I have the following dataset in Hive, and I would like to transpose rows into columns.
Customer | Status | Quantity |
---|---|---|
25 | Paid | 5 |
25 | N Paid | 2 |
67 | Open | 12 |
67 | Paid | 4 |
45 | N Paid | 3 |
45 | Open | 2 |
I would like to have a new table after transpose that shows only one line by a customer and multiple columns by Status, e.g.
Customer | Paid | N Paid | Open |
---|---|---|---|
25 | 5 | 2 | 0 |
67 | 4 | 0 | 12 |
45 | 0 | 3 | 2 |
I tried some examples I've found on the Internet, but I could not make it works. Here, for the sake of simplicity, I listed only three statuses, but in fact, I could have more than that.
In SAS, I used to did something such as the following:
proc transpose
data = imputtable;
out = outputtable;
by customer;
id status;
var quantity;
run;
SAS gets all the existing statuses and pivots them into columns. I was looking to do the same in Hive.

■ ■ ■ ■ ■ ■ ■

Given exercise 1:
For each statement, say yes or no to whether it agrees with the Hive transpose question, and quote the words from it that settle the matter. (a) The wanted table has a single line for each customer. (b) The actual data contains only three statuses. (c) The examples found on the Internet worked.
Given exercise 2:
Retype the stretch of the Hive transpose question from "In SAS, I used" through "same in Hive.", keeping every character the same.

■ ■ ■ ■ ■ ■ ■

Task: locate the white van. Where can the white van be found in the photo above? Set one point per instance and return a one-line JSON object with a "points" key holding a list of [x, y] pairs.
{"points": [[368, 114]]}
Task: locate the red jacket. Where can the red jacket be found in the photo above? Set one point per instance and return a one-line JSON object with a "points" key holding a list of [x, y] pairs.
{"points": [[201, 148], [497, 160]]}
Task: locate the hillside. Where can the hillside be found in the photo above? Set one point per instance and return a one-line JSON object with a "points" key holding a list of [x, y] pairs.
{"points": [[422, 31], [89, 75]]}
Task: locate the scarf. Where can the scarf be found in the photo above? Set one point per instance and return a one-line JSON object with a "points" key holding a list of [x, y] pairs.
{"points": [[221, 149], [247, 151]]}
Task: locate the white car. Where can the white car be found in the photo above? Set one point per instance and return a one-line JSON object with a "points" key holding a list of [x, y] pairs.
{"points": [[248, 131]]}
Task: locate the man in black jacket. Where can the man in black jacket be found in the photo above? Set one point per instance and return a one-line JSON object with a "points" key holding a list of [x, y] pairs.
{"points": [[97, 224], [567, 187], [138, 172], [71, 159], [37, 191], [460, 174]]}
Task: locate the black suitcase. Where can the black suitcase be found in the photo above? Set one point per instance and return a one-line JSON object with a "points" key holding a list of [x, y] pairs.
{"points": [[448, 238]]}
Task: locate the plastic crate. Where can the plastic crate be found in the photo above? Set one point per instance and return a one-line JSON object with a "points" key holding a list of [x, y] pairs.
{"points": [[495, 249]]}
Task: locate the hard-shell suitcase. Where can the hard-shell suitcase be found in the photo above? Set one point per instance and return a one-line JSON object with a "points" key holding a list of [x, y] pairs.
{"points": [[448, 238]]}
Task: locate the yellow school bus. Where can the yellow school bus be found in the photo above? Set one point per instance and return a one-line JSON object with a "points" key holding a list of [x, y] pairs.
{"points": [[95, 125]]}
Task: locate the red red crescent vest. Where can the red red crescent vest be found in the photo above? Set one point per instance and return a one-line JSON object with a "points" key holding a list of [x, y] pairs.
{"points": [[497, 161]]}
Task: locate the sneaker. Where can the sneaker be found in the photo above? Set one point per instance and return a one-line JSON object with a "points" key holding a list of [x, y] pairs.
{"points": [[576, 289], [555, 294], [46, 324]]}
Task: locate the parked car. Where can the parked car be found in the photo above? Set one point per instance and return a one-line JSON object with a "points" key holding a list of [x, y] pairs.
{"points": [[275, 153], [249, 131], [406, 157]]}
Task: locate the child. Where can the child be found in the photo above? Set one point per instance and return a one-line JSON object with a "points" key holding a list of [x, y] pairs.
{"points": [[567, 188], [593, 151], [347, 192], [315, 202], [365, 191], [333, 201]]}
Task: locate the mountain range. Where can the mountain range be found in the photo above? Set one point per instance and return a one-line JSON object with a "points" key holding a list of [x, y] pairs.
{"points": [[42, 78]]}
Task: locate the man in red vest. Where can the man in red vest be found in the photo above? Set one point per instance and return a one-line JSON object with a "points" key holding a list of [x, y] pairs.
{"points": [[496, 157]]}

■ ■ ■ ■ ■ ■ ■

Result 1:
(a) Yes: "shows only one line by a customer and multiple columns by Status"
(b) No: "I listed only three statuses, but in fact, I could have more than that"
(c) No: "I could not make it works"

Result 2:
In SAS, I used to did something such as the following:
proc transpose
data = imputtable;
out = outputtable;
by customer;
id status;
var quantity;
run;
SAS gets all the existing statuses and pivots them into columns. I was looking to do the same in Hive.